··· Supplied information ···

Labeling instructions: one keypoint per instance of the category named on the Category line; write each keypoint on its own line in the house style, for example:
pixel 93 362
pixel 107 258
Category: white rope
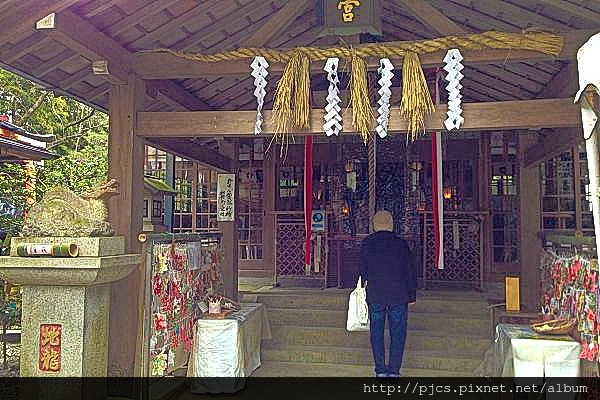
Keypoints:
pixel 454 67
pixel 333 118
pixel 259 72
pixel 386 70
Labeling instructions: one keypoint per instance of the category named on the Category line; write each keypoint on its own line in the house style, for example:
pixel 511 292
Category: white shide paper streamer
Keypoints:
pixel 259 72
pixel 333 118
pixel 386 71
pixel 453 67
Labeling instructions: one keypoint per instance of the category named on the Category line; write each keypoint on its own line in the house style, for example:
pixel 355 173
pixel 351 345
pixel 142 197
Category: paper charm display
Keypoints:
pixel 454 67
pixel 386 71
pixel 333 118
pixel 259 72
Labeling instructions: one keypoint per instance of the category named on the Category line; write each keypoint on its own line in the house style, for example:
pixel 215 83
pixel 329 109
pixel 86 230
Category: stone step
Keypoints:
pixel 339 337
pixel 434 360
pixel 295 369
pixel 340 303
pixel 437 322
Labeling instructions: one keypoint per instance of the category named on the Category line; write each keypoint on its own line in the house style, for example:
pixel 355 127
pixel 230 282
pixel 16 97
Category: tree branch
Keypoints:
pixel 74 136
pixel 80 121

···

Task details: Print every entry exactly as written, without the pictures.

Response box:
Labeling instructions: one keypoint per instance of the category named on the Category line; write each keypoint on its own line in the house style, for example:
pixel 93 362
pixel 107 258
Category: white rope
Keypoints:
pixel 454 67
pixel 333 118
pixel 259 72
pixel 386 70
Labeling instructions: one keypoint per instance of the category named on the Category line; write each keypoint on its own line in the house style, for example:
pixel 511 292
Category: white shide paper streamer
Keypoints:
pixel 259 72
pixel 333 118
pixel 386 71
pixel 453 67
Labeling instructions: one keypoint per instance of the category named on the Category line; write each keypoint on its own line in the house style, for example:
pixel 355 173
pixel 351 345
pixel 142 197
Category: paper charm display
Keypoints:
pixel 454 67
pixel 386 71
pixel 333 118
pixel 259 72
Labeling instructions: one keypoint per instance of the category named on the Category line; write each keypoint on its own line in the house style, for example:
pixel 215 83
pixel 329 109
pixel 86 230
Category: stone step
Keypoints:
pixel 339 337
pixel 434 360
pixel 295 369
pixel 340 303
pixel 437 322
Labeling instructions: one keypoint per instance of the category named on the Category line; write each keypoint on its own line in the house style, for example:
pixel 355 127
pixel 230 282
pixel 16 97
Category: tree branch
Keypoints:
pixel 74 136
pixel 80 121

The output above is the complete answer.